Tasks to complete.
1. In the patent claims on item counters, what decides whether a count level gets a new count block or has an existing block's offset incremented?
2. Pick up the patent claims on item counters at the point where they stop, and write the next part.

Reading text.
++++++++

16. The system of claim 15, wherein, if more than one count level
covers the time window, the operations of identifying the count
level that encompasses the time window include identifying the
lowest count level that encompasses the time window.
17. A computer program product, encoded on one or more
non-transitory computer storage media, comprising instructions that
when executed by one or more computers cause the one or more
computers to perform operations comprising: maintaining a
collection of counters for a class of items, wherein the collection
includes a respective item counter for each distinct item in the
class of items, wherein each item counter has one or more count
levels, wherein each count level has a respective time-ordered list
of one or more count blocks, and wherein each count block has a
respective offset and a respective timestamp; processing each item
in an item stream as a current item, including: determining whether
or not the collection includes an item counter for the current
item; and if the collection includes an item counter for the
current item, updating each count level in the item counter for the
current item, including determining whether a timestamp of the
current item is more recent than a timestamp of a most recent count
block in the time-ordered list of the count level, (i) and if so,
updating the count level by adding, to the time-ordered list of the
count level, a count block having the timestamp of the current
item, (ii) and otherwise, identifying, in the time-ordered list of
the count level, a count block having a timestamp that is closest
in time to the timestamp of the current item, and updating the
respective count level by incrementing an offset of the identified
count block.

++++++++

Extracted entries.

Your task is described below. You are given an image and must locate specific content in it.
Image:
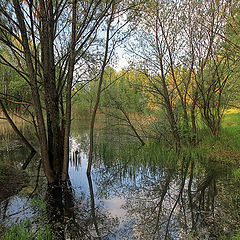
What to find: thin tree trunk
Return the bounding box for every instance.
[0,99,36,154]
[62,0,77,181]
[87,1,114,175]
[13,0,56,183]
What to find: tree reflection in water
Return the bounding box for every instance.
[91,158,240,239]
[46,177,119,240]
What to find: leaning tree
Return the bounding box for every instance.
[0,0,113,183]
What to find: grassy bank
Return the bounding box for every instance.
[199,110,240,165]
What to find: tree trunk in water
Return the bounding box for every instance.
[62,0,77,181]
[0,99,36,154]
[87,4,114,175]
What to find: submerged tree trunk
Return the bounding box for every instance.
[62,0,77,181]
[0,99,36,154]
[87,1,114,175]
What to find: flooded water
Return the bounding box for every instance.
[0,124,240,240]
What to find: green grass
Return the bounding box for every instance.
[1,220,52,240]
[199,112,240,165]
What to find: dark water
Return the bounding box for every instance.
[0,126,240,239]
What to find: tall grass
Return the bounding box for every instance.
[200,112,240,164]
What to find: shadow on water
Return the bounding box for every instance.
[0,124,240,240]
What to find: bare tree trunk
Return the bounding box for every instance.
[0,99,36,154]
[87,1,114,175]
[62,0,77,181]
[13,0,56,183]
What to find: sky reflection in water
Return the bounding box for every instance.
[0,134,240,239]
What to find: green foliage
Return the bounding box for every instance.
[1,220,52,240]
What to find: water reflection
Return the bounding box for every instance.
[0,135,240,240]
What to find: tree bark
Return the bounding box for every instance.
[87,1,114,175]
[62,0,77,181]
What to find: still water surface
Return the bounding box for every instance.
[0,126,240,240]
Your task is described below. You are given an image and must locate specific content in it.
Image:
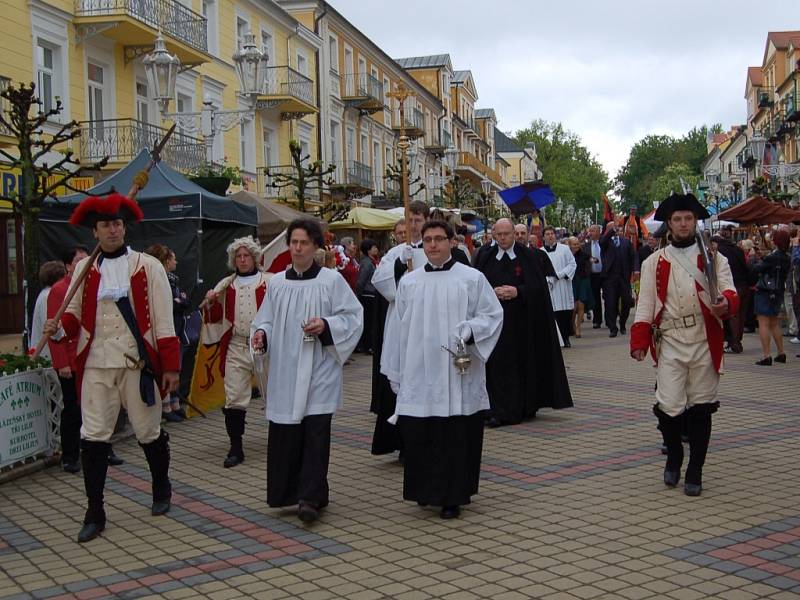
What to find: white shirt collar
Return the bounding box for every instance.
[497,246,517,260]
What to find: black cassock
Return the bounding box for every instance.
[475,243,573,423]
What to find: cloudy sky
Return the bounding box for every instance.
[329,0,800,177]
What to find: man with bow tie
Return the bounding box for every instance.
[600,221,639,337]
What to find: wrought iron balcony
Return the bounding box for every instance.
[257,66,317,114]
[80,119,206,171]
[256,165,318,199]
[0,77,11,137]
[75,0,208,55]
[331,160,374,194]
[339,73,383,113]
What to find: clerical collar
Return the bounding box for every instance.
[497,246,517,260]
[425,256,456,273]
[672,237,697,248]
[100,244,128,259]
[286,263,322,281]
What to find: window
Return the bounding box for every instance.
[202,0,219,56]
[36,40,60,112]
[328,36,339,73]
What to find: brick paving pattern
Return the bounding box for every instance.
[0,329,800,600]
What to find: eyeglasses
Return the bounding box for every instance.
[422,235,448,244]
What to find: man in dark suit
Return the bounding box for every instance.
[600,221,639,337]
[583,224,603,329]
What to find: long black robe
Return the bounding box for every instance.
[475,243,573,423]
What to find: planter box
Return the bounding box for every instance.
[0,368,63,470]
[189,177,231,196]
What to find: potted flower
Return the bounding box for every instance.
[189,156,242,196]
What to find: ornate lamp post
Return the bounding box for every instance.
[142,33,269,162]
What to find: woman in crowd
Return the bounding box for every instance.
[145,244,189,423]
[753,230,791,366]
[567,236,594,338]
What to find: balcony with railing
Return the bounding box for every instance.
[330,160,375,197]
[80,119,206,171]
[256,165,318,200]
[392,108,425,140]
[339,73,383,114]
[256,66,317,115]
[73,0,210,64]
[456,152,504,187]
[0,76,12,147]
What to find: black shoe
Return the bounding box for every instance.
[664,469,680,487]
[78,523,106,544]
[439,506,461,519]
[297,500,319,523]
[486,417,503,429]
[222,454,244,469]
[150,498,172,517]
[61,460,81,473]
[683,483,703,496]
[163,411,183,423]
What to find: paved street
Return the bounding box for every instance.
[0,326,800,600]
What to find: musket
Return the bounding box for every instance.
[33,123,176,358]
[680,177,720,304]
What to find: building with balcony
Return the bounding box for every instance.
[278,0,443,203]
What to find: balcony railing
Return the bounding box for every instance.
[80,119,206,171]
[340,73,383,102]
[256,165,318,199]
[335,160,373,189]
[0,77,11,135]
[458,152,503,185]
[264,66,314,105]
[75,0,208,52]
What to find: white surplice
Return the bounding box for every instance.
[393,263,503,417]
[372,244,428,381]
[544,244,577,311]
[251,268,364,424]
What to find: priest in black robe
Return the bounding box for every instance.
[475,219,573,427]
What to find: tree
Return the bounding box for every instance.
[0,83,108,347]
[266,140,336,212]
[513,119,611,208]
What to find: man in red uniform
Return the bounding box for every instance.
[45,193,180,543]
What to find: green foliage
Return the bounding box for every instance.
[615,124,722,211]
[192,156,242,185]
[0,354,50,376]
[514,119,611,208]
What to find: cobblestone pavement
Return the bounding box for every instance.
[0,328,800,600]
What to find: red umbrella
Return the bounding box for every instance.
[717,196,800,225]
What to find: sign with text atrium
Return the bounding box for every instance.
[0,369,50,468]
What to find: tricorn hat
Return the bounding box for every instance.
[653,194,711,222]
[69,192,144,227]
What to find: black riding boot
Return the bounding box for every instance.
[139,429,172,517]
[683,402,719,496]
[78,440,109,544]
[222,408,247,469]
[653,404,683,487]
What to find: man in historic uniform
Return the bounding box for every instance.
[203,235,272,468]
[631,194,739,496]
[45,193,180,542]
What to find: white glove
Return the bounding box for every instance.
[399,244,414,263]
[455,321,472,342]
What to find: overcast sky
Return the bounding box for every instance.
[329,0,800,177]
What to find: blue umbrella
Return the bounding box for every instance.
[500,181,556,216]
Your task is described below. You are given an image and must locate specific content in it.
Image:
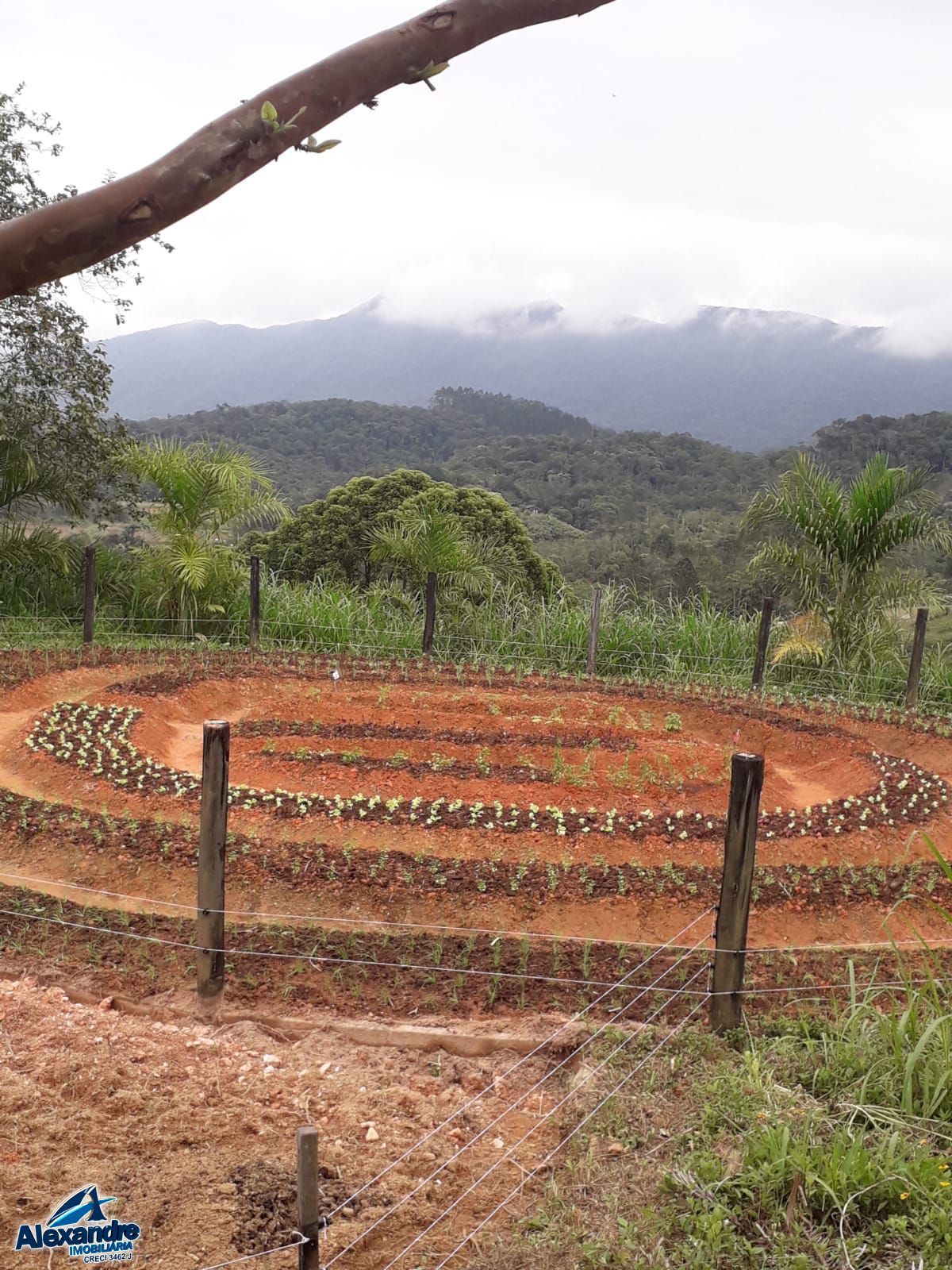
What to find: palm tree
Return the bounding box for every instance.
[370,498,493,654]
[0,429,84,607]
[740,455,952,660]
[127,438,290,635]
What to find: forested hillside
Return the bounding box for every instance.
[132,389,952,602]
[106,302,952,452]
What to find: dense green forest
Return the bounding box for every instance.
[129,387,952,605]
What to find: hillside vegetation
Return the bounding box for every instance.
[131,389,952,603]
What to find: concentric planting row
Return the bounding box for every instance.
[27,702,948,842]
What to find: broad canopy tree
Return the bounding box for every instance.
[254,468,562,597]
[0,0,611,300]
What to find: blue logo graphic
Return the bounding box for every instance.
[46,1186,116,1226]
[14,1183,142,1265]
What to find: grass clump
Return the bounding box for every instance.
[470,967,952,1270]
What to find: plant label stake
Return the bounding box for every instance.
[195,720,231,999]
[83,545,97,645]
[248,556,262,652]
[585,587,601,678]
[750,599,773,688]
[709,754,764,1033]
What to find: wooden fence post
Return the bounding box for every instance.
[711,754,764,1033]
[906,608,929,710]
[585,587,601,675]
[83,544,97,644]
[750,599,773,688]
[248,556,262,650]
[423,573,436,656]
[297,1126,325,1270]
[195,720,231,997]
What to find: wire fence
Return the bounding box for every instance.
[0,604,952,714]
[0,872,952,1270]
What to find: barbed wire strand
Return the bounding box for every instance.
[325,904,715,1224]
[432,1003,701,1270]
[194,1230,311,1270]
[0,868,952,955]
[0,868,677,950]
[0,908,665,995]
[324,940,709,1270]
[370,967,704,1270]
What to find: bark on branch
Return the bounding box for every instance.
[0,0,611,300]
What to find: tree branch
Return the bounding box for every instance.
[0,0,611,300]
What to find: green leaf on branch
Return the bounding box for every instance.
[406,62,449,93]
[262,102,307,137]
[297,137,340,155]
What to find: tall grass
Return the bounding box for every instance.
[0,578,952,713]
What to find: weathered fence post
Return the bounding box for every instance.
[906,608,929,710]
[83,544,97,644]
[297,1126,325,1270]
[423,573,436,656]
[585,587,601,675]
[248,556,262,650]
[711,754,764,1033]
[750,599,773,688]
[195,720,231,997]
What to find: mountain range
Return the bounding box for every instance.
[106,301,952,451]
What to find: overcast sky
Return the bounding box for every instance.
[7,0,952,353]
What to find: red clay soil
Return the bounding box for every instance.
[0,665,952,942]
[0,980,575,1270]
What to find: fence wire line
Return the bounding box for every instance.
[368,967,706,1270]
[0,868,952,955]
[0,868,685,951]
[0,908,654,993]
[325,938,709,1270]
[325,904,716,1224]
[432,1003,701,1270]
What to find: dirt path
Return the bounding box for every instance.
[0,665,952,946]
[0,980,565,1270]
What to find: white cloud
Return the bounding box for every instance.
[13,0,952,354]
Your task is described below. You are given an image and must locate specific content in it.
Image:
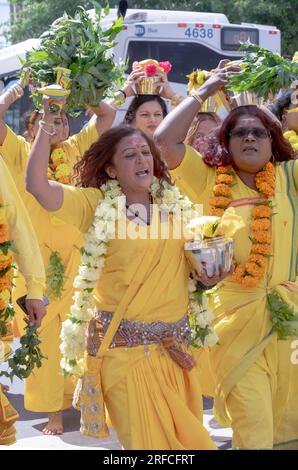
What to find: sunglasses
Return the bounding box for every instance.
[287,107,298,113]
[230,127,270,139]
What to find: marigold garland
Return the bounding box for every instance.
[210,162,275,288]
[284,131,298,152]
[48,147,72,184]
[0,200,13,341]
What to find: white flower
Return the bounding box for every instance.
[82,241,107,263]
[204,330,219,348]
[79,266,104,282]
[188,278,197,292]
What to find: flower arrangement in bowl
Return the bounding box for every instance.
[184,208,244,277]
[132,59,172,95]
[21,7,124,114]
[228,41,298,100]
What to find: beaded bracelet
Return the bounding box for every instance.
[196,281,216,290]
[38,121,56,137]
[190,93,204,106]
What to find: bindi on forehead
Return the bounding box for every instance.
[235,116,265,129]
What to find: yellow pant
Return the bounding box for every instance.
[227,354,273,449]
[25,315,75,412]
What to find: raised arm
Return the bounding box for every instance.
[0,83,24,145]
[26,98,63,211]
[90,101,116,136]
[154,67,237,170]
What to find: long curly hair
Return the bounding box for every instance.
[74,124,173,188]
[203,105,295,167]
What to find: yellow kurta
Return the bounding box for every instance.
[172,148,298,448]
[0,156,45,445]
[0,123,98,411]
[56,187,215,450]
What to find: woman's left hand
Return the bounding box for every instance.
[156,70,175,100]
[192,264,234,287]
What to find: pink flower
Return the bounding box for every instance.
[158,61,172,73]
[145,64,157,77]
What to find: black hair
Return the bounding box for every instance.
[267,88,294,122]
[123,95,168,125]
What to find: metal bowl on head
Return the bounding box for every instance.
[135,77,162,95]
[184,237,234,277]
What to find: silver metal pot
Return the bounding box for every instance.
[184,237,234,277]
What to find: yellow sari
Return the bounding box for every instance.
[0,123,98,412]
[172,148,298,448]
[55,187,216,450]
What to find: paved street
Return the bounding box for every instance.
[1,345,231,450]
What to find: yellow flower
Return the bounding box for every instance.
[51,148,68,163]
[0,289,10,311]
[213,184,232,197]
[55,163,71,180]
[249,219,271,231]
[0,206,6,225]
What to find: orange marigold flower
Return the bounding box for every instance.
[247,254,266,268]
[257,182,274,197]
[249,218,271,232]
[252,230,272,245]
[209,207,225,217]
[251,243,271,256]
[245,263,264,278]
[210,196,231,208]
[215,174,234,184]
[0,251,12,271]
[216,165,234,174]
[0,224,9,243]
[251,205,273,218]
[232,264,245,283]
[242,274,261,289]
[264,162,275,175]
[213,184,232,197]
[57,176,70,184]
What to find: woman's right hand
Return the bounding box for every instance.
[200,66,241,96]
[123,62,145,97]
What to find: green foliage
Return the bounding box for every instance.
[21,7,123,113]
[46,247,65,302]
[0,304,15,339]
[267,291,298,339]
[228,43,298,100]
[0,319,46,381]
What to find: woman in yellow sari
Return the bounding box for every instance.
[0,155,46,445]
[27,95,229,450]
[0,84,115,434]
[156,69,298,449]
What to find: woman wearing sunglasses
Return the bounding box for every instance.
[268,88,298,158]
[155,68,298,449]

++++++++

The results.
1. If the current item's timestamp is more recent than the timestamp of the most recent count block in the count level's time-ordered list, a new count block with the current item's timestamp is added to that list. Otherwise, the count block whose timestamp is closest in time to the current item's timestamp is identified, and its offset is incremented.

2.
18. The product of claim 17, wherein if the collection does not
include an item counter for the current item and a number of item
counters in the collection does not exceed a threshold, the
operations of processing each item as the current item further
include: adding an item counter for the current item to the
collection.
19. The product of claim 17, wherein the operations of processing
each item further include: identifying each count block in the
collection having a timestamp that is outside of a fixed-size
sliding time window; and removing each identified count block from
the collection.
20. The product of claim 17, wherein after updating each count
level in the item counter for the current item, the operations
further comprise: determining, for each count level in the
collection, a respective collection count level block total; and
updating each count level in each item counter in the collection,
including: removing a count block from a head of the ordered list
for the count level being updated only if (i) the collection count
level block total for the count level being updated exceeds a
threshold and (ii) removal of the count block does not compromise
an item-based error bound guarantee; adding a count block to the
count level that is next highest relative to the count level from
which the count block was removed; and associating the added count
block with the timestamp of the removed count block.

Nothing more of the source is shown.